List every circle of Hell that the review of Dante's Inferno below mentions by name.

- EXTRACTED TEXT -
= = = = = = =

We've descended into the Blind World where the sun is silent to find out if Hell is from here to eternity or not.
For quite some time, we've been praising Visceral Games and EA for deciding to base a game on The Divine Comedy. With all IPs more or less taken, looking back at a bizarre 14th century poem makes sense in one way. But still, it's The Divine Comedy. It's a literature classic. What's next, The Old Man And The Sea?
There's something special about Christianity a couple of hundred years ago. While theological arguments were ripe, and could potentially lead to war, everyone more or less agreed that if you sinned and didn't fear God, you'd end up in Hell. And while modern versions of the Christian Hell tend to take the whole "suffer for eternity"-deal a bit less literal, back in Dante's day it was all about burning and prodding and torture and all that good stuff. The Divine Comedy, the tale about Dante's journey through Hell (and later Heaven), is all about flaming tombs, sinners frozen in ice and rivers of boiling blood. Really sweet.
Let's just get this out there straight enough - Dante's Inferno, the game edition, is not sweet in any way. It's not cute, Visceral have not cut any corners when translating The Divine Comedy into their God of War-inspired action romp. Dante himself is probably smiling in his grave, the bishops of old would probably point to this game and proclaim "that's exactly what it's like!". While the industry as a whole eyes legislators and moral preachers, who would prefer Tetris to be the most violent franchise available, with a certain amount of fear, Visceral brings one of the most explicit games in a long time.
When trying to explain the design and artwork of Dante's Inferno, it's hard not to use the f-word. Visceral has gone all out from the start. Dante, the Templar and protagonist of the game, returns home to find his home broken into, his beloved Beatrice dead and his father murdered. That scene, in beautiful CGI, is probably the calmest of the whole game. From there, it's a roller coaster through Hell as Dante chases after Beatrice who, for some reason, has been damned.
Did I mentioned that he beat up Death himself before leaving the Holy Land? Oh, sorry. He did.
That's the kind of game Dante's Inferno is. It's hard not to gasp at times, even early in the game when a giant burning cross almost crushes you, or when you realize it's not water coming out of that drainpipe but a stream of human bodies. The different circles of Hell, nine in total, all look and feel different and give a disturbing insight into the state of the god-fearing citizens of the 14th century - and the psychological state of the game designers, I suppose. The circle of Lust is all about genitals and flesh, Gluttony is a twisted digestive system (including, I believe, the colon) and in the circle of Greed the poor sinners swim in lakes of boiling gold.
In all, the design work of Dante's Inferno is admirable and consistent in its madness. Anything else would have been a letdown, if you're going to do Hell you better do it right. The sound effects and music help build up the mood of hopelessness and it's hard not to contemplate how eternal damnation would actually feel, should we be unlucky enough to end up in this version of Hell in the future.

= = = = = = =

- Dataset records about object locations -
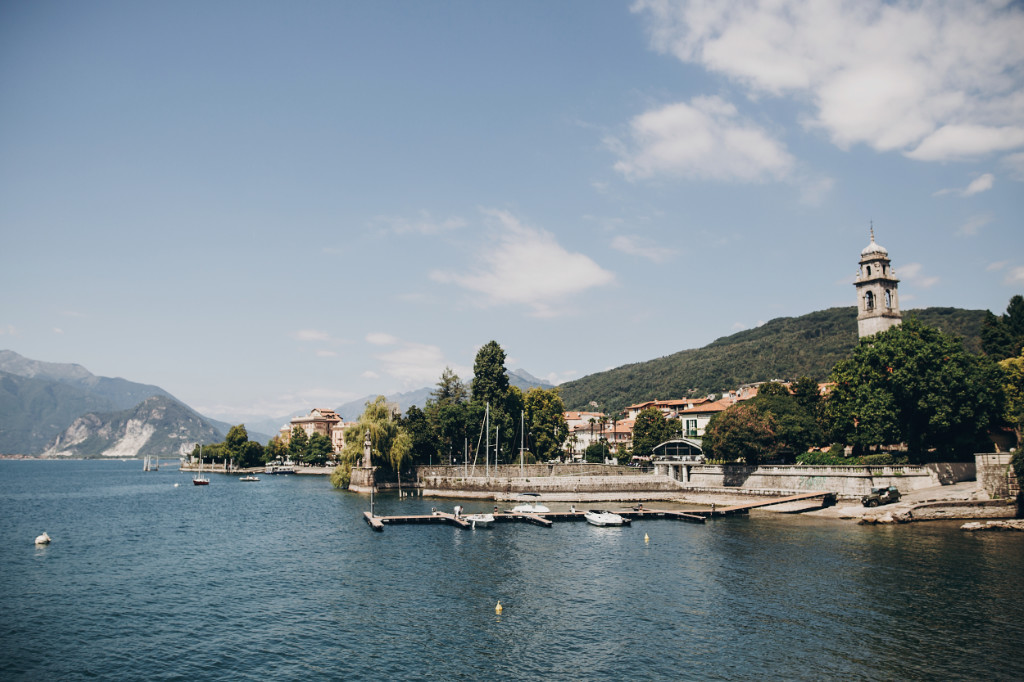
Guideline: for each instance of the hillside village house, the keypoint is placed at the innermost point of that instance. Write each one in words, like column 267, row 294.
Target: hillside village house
column 320, row 420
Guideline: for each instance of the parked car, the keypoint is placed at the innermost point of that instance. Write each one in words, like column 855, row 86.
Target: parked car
column 881, row 496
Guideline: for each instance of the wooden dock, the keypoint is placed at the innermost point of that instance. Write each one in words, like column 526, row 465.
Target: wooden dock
column 547, row 519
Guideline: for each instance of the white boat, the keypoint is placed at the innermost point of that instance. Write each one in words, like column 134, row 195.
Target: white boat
column 529, row 507
column 483, row 520
column 200, row 479
column 604, row 517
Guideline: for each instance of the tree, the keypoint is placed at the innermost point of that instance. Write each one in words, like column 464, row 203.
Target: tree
column 424, row 441
column 1003, row 337
column 491, row 387
column 651, row 428
column 390, row 445
column 796, row 426
column 740, row 432
column 298, row 444
column 236, row 440
column 1013, row 369
column 274, row 451
column 448, row 417
column 546, row 421
column 915, row 385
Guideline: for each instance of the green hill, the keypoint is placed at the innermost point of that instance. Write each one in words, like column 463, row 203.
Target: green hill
column 783, row 348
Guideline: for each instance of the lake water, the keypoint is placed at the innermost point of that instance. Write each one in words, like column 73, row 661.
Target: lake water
column 283, row 580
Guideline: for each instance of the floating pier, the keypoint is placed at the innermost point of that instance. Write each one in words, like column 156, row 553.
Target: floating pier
column 547, row 519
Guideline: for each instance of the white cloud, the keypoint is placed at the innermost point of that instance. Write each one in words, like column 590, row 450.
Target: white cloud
column 381, row 339
column 424, row 223
column 526, row 265
column 705, row 138
column 416, row 365
column 1015, row 278
column 639, row 246
column 936, row 80
column 913, row 272
column 310, row 335
column 978, row 185
column 974, row 225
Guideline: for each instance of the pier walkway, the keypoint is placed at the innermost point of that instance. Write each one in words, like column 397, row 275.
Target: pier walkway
column 548, row 518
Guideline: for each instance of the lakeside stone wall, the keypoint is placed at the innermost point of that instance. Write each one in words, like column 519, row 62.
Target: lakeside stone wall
column 995, row 475
column 593, row 480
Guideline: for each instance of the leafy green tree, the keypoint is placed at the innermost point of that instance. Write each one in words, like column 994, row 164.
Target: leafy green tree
column 651, row 428
column 391, row 446
column 491, row 387
column 914, row 384
column 424, row 440
column 546, row 422
column 274, row 451
column 298, row 445
column 597, row 453
column 251, row 455
column 742, row 431
column 796, row 426
column 448, row 415
column 1003, row 337
column 236, row 439
column 318, row 451
column 1013, row 369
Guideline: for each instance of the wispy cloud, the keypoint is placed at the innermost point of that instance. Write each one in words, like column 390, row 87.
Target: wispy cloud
column 527, row 266
column 640, row 246
column 414, row 365
column 381, row 339
column 704, row 138
column 310, row 335
column 1015, row 276
column 979, row 184
column 937, row 81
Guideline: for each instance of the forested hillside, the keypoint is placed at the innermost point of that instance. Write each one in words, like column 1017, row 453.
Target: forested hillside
column 783, row 348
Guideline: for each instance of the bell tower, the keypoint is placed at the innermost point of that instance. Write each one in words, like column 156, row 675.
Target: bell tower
column 878, row 303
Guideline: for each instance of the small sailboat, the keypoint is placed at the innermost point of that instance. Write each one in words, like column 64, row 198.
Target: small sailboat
column 532, row 507
column 200, row 479
column 603, row 517
column 482, row 520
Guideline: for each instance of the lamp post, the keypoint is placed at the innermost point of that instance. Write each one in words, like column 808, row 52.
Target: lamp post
column 366, row 463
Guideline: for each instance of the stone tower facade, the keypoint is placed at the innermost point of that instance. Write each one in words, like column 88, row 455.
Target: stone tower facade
column 878, row 301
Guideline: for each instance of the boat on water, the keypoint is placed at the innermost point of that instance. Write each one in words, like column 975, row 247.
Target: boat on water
column 532, row 507
column 604, row 517
column 483, row 520
column 199, row 478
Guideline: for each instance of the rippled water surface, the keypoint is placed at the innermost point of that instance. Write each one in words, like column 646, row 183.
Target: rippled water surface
column 284, row 580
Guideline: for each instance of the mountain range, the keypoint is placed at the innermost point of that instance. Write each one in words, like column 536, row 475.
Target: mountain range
column 64, row 410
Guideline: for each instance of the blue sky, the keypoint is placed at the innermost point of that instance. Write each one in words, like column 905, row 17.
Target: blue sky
column 264, row 207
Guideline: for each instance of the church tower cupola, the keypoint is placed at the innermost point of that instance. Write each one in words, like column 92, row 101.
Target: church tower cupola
column 878, row 303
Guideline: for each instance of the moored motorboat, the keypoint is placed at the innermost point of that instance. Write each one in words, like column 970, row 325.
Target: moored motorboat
column 483, row 520
column 530, row 507
column 604, row 517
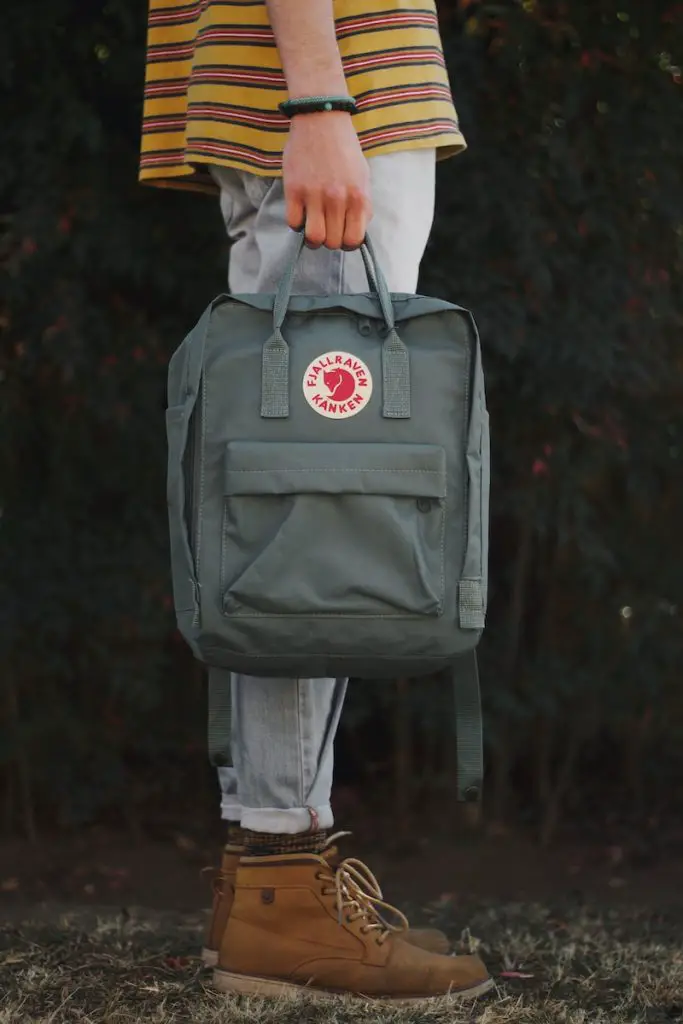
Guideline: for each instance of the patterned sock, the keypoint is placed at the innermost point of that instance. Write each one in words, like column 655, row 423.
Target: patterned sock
column 236, row 835
column 267, row 844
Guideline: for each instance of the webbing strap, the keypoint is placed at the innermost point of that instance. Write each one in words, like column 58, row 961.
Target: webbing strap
column 275, row 377
column 395, row 379
column 220, row 718
column 468, row 727
column 471, row 606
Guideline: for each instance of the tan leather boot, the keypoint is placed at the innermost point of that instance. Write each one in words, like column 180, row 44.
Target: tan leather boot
column 299, row 924
column 223, row 894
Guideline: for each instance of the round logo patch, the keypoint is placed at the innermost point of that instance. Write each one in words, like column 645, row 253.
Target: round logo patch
column 337, row 385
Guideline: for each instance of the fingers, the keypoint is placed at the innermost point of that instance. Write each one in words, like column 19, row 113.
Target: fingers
column 358, row 212
column 333, row 218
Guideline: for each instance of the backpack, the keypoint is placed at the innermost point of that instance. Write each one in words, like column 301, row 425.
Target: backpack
column 328, row 488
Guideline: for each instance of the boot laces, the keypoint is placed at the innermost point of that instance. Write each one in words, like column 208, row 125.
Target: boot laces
column 359, row 897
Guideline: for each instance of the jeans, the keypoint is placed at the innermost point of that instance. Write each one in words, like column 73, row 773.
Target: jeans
column 284, row 729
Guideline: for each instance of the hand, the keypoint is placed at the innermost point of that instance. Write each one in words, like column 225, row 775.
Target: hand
column 327, row 180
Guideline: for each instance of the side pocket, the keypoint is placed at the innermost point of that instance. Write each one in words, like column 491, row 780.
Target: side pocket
column 485, row 503
column 182, row 567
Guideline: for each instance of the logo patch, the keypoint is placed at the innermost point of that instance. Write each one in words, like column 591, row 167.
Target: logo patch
column 337, row 385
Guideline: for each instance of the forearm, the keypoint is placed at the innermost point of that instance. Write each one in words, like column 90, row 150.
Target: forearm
column 304, row 32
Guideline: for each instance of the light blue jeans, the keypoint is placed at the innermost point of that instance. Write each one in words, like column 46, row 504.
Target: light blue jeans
column 284, row 729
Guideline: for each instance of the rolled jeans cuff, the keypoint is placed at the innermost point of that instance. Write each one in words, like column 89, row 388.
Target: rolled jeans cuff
column 289, row 821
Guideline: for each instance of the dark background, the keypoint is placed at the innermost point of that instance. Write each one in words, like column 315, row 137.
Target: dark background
column 562, row 229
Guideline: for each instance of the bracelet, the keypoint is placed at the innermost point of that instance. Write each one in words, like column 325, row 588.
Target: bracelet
column 317, row 104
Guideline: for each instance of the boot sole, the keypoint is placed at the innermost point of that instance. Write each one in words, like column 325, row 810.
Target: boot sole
column 269, row 988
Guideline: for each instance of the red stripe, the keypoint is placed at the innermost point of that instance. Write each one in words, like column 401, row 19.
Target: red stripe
column 347, row 26
column 412, row 130
column 171, row 52
column 241, row 35
column 377, row 99
column 229, row 114
column 264, row 78
column 216, row 150
column 392, row 57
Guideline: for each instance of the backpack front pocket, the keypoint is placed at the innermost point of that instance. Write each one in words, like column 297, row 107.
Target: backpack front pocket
column 333, row 529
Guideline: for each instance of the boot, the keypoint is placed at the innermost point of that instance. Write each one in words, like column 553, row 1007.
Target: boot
column 223, row 894
column 302, row 924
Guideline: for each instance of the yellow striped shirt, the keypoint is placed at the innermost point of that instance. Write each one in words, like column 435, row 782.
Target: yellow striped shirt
column 214, row 81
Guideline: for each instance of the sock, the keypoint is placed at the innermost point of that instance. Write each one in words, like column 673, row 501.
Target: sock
column 267, row 844
column 236, row 835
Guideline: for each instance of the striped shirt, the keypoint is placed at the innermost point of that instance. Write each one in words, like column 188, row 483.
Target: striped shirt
column 214, row 81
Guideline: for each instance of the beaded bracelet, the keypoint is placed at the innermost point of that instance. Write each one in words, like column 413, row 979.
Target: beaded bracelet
column 317, row 104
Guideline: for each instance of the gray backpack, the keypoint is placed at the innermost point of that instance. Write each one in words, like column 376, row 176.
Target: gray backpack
column 328, row 489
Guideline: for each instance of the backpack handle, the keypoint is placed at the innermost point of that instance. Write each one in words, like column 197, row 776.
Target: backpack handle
column 376, row 280
column 395, row 358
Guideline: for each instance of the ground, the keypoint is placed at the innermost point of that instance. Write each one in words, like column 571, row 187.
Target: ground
column 101, row 932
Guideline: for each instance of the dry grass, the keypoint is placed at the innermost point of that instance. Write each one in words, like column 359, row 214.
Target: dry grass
column 587, row 968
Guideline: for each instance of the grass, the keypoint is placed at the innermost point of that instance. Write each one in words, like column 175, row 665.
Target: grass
column 578, row 967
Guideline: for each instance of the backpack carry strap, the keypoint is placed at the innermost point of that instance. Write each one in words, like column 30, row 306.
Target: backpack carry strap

= = = = = = =

- FULL SOLUTION -
Lust, Gluttony, Greed